Items:
=======

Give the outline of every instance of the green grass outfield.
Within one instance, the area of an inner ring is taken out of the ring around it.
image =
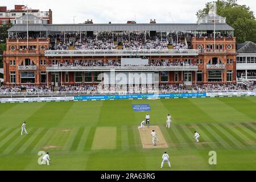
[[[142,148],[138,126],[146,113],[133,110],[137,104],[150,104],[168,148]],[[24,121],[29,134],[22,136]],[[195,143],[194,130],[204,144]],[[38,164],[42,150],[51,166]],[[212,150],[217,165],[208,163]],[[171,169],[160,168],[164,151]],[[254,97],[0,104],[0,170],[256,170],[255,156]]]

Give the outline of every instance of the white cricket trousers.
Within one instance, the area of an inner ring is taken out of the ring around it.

=======

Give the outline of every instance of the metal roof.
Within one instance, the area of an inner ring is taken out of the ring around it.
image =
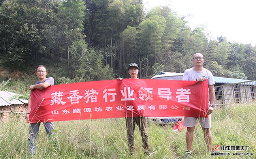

=======

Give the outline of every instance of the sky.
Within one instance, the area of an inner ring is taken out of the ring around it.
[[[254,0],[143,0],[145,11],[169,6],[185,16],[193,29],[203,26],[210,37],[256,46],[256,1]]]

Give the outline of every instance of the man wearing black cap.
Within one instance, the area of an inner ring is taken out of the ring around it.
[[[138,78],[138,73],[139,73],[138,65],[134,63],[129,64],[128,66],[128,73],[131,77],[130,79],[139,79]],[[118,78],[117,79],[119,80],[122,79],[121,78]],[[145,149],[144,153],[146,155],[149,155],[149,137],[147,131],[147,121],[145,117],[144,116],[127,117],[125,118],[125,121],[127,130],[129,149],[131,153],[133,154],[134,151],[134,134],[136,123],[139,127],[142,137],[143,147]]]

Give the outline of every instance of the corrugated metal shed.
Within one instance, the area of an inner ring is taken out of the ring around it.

=======

Short problem:
From the entries above, gather each line that contains the string "every". Letter case must match.

Task answer:
Give the outline of every instance of the green grass outfield.
Give the outline of every instance of the white cricket trousers.
Give the outline of every instance of the metal roof.
Give the outline of every instance of the sky.
Give the outline of every instance of the man wearing black cap.
Give the outline of every instance of the corrugated metal shed.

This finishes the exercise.